Alıştırma görevi A:
Görücü usulü aşk yazısına göre şu soruları yanıtlar mısın?
(i) Blog sahibi, mailin hangi kısmını okuyunca okurların gözlerinin dolacağından emin?
(ii) Ö. Hanım bloğu keşfedeli ne kadar olacak?
(iii) Ö. Hanım tüm yazıları ne kadar sürede okumuş?
Alıştırma görevi B: Görücü usulü aşk yazısında "Sözü Ö. Hanım'a" sözlerinden başlayıp "görmek istiyorum inşaAllah." sözleri de dahil olmak üzere olan kısmı, "bloğunu" yerine "sayfanı" koyarak yeniden yazar mısın?
Alıştırma görevi C:
Şu ifadeler görücü usulü aşk yazısıyla uyuşuyor mu? Her biri için evet ya da hayır de ve görücü usulü aşk yazısındaki belirleyici sözleri aynen alıntıla.
(i) Blog sahibi bu mailden derinden etkilendiğini söylüyor.
(ii) Ö. Hanım bloğu beş yıl önce keşfetmiş.
(iii) Ö. Hanım yazılara arama tuşunu kullanarak ulaşmış.

Metin:
※ ※ ※
Görücü Usulü Aşk -Bir Evlenememe Hikayesi-
Böyle mailleri okuduğumda çok duygulanıyorum. Kendini korumak, temiz bir şekilde evlenmek o kadar zor bir hale geldi ki. Gerçek hayatta konuştuğumuz konular da hep bunun üzerine;
Bu mailde beni derinden sarstı. Özellikle son satırları okuduğunuzda sizin de benim gibi gözlerinizin dolacağına eminim.
Sözü Ö. Hanım'a bırakıyorum.
Sevgili Nabrutcuğum; seni ve bloğunu takip eden herkesi; Allah'ın rahmeti ve bereketi üzerinize olsun diye selamlayarak söze başlayayım. İki yıl olacak bloğunu keşfedeli. Rüyama bile 2 kere girmiş biri olarak;
Rüyamdaki NABRUT bakınız: ☺
Evlilik konularından dertlenirken “ya böyle şeyler bir tek benim mi başıma geliyor? Yok mudur bir şeyler yazan çizen” diyerek arama tuşuna basmış tüm yazıları bir iki günde okumuştum. Ve işte şimdi buradayım. Uzun zamandır da yazmak istiyordum, uzun olabilir dedimse de olsun sorun değil demenle birlikte, başımdan geçenleri size ve değerli okurlara sunmak, cevaben gelecek bir kelime de olsa belki hayatıma ışık saçacak kelime-i vesileyi görmek istiyorum inşaAllah.
※ ※ ※
Kaydedilen veriler:
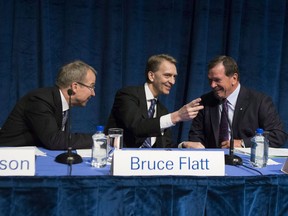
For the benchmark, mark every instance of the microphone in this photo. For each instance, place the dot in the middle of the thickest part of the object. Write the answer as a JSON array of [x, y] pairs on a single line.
[[69, 157], [232, 159]]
※ ※ ※
Doğru sonuç A:
(i) Son satırlarını
(ii) İki yıl
(iii) Bir iki günde

Doğru sonuç B:
Sözü Ö. Hanım'a bırakıyorum.
Sevgili Nabrutcuğum; seni ve sayfanı takip eden herkesi; Allah'ın rahmeti ve bereketi üzerinize olsun diye selamlayarak söze başlayayım. İki yıl olacak sayfanı keşfedeli. Rüyama bile 2 kere girmiş biri olarak;
Rüyamdaki NABRUT bakınız: ☺
Evlilik konularından dertlenirken “ya böyle şeyler bir tek benim mi başıma geliyor? Yok mudur bir şeyler yazan çizen” diyerek arama tuşuna basmış tüm yazıları bir iki günde okumuştum. Ve işte şimdi buradayım. Uzun zamandır da yazmak istiyordum, uzun olabilir dedimse de olsun sorun değil demenle birlikte, başımdan geçenleri size ve değerli okurlara sunmak, cevaben gelecek bir kelime de olsa belki hayatıma ışık saçacak kelime-i vesileyi görmek istiyorum inşaAllah.

Doğru sonuç C:
(i) Evet: "Bu mailde beni derinden sarstı."
(ii) Hayır: "İki yıl olacak bloğunu keşfedeli."
(iii) Evet: "arama tuşuna basmış tüm yazıları bir iki günde okumuştum"